Rename "concrete surface" to "paved surface" in the lines starting with the line with "Could you kindly indicate each instance of the concrete surface" and going on through the line with "<point>617,1090</point>". Give those lines again with everything else unchanged.

-- begin DATA ROWS --

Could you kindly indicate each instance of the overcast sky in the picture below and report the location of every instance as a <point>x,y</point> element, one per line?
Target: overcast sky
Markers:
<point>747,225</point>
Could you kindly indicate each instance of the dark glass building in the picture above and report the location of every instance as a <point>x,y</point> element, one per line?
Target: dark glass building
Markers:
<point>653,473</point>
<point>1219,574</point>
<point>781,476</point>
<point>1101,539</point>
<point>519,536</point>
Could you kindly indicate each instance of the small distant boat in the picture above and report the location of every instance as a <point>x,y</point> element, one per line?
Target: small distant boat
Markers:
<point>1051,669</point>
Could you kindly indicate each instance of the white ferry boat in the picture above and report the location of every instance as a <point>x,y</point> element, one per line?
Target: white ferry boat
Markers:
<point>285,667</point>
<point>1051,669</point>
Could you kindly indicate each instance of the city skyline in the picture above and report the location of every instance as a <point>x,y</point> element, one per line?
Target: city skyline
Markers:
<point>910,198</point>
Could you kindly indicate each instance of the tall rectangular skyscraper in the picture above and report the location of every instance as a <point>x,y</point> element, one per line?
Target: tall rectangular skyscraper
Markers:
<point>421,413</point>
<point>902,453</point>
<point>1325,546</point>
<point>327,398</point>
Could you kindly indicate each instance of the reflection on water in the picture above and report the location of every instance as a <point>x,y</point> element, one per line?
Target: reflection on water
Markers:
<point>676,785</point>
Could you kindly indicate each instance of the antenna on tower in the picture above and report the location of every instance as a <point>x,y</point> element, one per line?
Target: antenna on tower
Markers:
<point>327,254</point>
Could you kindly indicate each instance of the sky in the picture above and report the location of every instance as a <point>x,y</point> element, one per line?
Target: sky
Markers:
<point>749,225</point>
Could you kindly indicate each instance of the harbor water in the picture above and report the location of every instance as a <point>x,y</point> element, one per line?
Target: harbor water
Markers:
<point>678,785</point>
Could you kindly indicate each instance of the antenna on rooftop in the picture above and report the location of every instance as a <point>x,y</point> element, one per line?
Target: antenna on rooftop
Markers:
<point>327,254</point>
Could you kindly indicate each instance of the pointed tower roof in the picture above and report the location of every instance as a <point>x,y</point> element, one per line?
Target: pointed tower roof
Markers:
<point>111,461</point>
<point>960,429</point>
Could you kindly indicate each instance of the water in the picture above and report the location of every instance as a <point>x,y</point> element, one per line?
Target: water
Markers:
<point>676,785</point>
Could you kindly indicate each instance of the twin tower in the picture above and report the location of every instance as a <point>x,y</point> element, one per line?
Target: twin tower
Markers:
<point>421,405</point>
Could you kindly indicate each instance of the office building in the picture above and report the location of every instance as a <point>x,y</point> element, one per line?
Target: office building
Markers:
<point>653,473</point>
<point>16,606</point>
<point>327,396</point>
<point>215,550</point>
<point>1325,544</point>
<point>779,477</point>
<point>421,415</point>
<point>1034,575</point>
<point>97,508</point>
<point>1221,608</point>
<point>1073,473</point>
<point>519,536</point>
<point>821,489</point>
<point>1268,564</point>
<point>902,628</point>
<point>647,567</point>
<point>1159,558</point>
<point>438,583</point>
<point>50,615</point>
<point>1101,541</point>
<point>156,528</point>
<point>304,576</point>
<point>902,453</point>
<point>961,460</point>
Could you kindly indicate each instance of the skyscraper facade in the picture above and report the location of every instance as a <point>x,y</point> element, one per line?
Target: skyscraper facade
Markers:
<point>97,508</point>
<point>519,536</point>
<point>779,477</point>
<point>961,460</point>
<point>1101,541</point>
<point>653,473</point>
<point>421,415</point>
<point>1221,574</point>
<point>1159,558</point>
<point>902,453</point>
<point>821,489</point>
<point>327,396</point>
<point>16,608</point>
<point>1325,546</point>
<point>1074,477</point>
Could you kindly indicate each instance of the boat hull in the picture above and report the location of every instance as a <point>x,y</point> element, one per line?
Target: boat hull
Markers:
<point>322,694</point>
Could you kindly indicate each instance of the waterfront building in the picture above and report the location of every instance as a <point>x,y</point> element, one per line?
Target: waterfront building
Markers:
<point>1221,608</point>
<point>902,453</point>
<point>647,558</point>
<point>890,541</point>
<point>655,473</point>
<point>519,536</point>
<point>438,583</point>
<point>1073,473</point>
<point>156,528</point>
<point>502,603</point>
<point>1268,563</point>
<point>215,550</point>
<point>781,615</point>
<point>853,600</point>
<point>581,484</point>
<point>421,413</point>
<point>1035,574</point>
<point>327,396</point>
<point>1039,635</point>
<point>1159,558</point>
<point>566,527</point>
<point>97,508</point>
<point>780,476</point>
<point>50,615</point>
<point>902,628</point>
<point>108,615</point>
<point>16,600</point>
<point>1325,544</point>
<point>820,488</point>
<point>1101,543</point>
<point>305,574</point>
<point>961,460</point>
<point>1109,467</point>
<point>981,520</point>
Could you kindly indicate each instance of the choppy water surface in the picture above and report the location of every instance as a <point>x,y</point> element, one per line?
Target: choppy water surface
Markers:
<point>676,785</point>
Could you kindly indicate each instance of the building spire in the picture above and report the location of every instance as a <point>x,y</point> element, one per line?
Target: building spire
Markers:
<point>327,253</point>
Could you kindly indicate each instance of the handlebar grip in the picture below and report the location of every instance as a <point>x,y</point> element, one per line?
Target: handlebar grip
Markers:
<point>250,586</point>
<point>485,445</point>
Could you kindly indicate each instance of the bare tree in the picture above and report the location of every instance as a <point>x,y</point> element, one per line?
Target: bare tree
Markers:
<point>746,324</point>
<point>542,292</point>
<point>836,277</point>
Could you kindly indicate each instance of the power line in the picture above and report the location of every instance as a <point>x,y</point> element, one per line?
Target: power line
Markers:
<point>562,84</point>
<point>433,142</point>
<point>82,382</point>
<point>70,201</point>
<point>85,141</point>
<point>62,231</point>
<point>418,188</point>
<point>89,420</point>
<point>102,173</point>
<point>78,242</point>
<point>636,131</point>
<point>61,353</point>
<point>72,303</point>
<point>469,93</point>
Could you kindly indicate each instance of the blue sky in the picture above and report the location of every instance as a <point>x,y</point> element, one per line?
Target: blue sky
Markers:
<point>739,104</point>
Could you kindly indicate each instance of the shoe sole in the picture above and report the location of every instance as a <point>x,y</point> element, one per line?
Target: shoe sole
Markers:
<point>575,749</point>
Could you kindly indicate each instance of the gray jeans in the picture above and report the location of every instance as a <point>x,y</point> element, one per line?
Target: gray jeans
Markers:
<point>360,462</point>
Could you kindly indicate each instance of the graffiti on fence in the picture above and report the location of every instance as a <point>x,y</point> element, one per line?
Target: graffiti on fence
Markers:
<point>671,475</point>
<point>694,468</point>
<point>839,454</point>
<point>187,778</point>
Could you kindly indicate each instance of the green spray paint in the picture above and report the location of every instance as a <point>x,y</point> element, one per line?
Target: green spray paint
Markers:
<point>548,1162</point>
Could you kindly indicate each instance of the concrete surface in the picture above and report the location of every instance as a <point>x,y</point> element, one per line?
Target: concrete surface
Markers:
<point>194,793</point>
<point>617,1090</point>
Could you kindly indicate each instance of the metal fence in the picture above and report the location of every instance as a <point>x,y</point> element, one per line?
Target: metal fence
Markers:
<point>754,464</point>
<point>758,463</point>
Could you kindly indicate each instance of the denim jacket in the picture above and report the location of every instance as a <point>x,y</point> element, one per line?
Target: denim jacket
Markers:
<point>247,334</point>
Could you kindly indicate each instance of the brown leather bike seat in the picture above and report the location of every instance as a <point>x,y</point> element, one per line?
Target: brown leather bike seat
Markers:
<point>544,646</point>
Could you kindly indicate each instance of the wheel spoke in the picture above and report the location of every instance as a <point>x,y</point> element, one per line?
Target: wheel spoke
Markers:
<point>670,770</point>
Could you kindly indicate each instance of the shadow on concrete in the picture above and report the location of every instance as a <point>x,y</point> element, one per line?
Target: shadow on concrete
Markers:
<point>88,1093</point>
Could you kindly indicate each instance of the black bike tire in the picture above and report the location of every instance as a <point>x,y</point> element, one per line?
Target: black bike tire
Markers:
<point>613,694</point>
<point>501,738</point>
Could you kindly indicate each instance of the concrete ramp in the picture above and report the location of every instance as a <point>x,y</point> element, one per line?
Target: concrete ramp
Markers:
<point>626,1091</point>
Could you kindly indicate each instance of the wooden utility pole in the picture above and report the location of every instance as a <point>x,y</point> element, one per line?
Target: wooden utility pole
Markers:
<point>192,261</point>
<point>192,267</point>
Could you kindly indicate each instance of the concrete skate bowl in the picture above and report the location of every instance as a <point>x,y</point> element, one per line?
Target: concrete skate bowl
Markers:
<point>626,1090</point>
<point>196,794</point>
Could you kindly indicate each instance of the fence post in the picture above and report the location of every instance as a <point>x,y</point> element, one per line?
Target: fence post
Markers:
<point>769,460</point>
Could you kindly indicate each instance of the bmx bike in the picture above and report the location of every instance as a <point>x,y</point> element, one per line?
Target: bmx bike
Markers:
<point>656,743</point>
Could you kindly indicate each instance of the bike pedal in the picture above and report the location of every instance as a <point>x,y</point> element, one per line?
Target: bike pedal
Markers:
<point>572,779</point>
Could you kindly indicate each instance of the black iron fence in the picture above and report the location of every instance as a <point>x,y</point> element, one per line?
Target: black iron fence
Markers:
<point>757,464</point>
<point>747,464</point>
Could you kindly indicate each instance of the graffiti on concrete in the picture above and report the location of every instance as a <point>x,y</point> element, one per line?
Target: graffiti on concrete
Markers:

-- end DATA ROWS --

> **REPLY**
Could you kindly indicate each instance of the paved surface in the picture above and report the location of every instance as a <point>x,y</point> element, one per line?
Target: paved surface
Markers:
<point>194,793</point>
<point>617,1090</point>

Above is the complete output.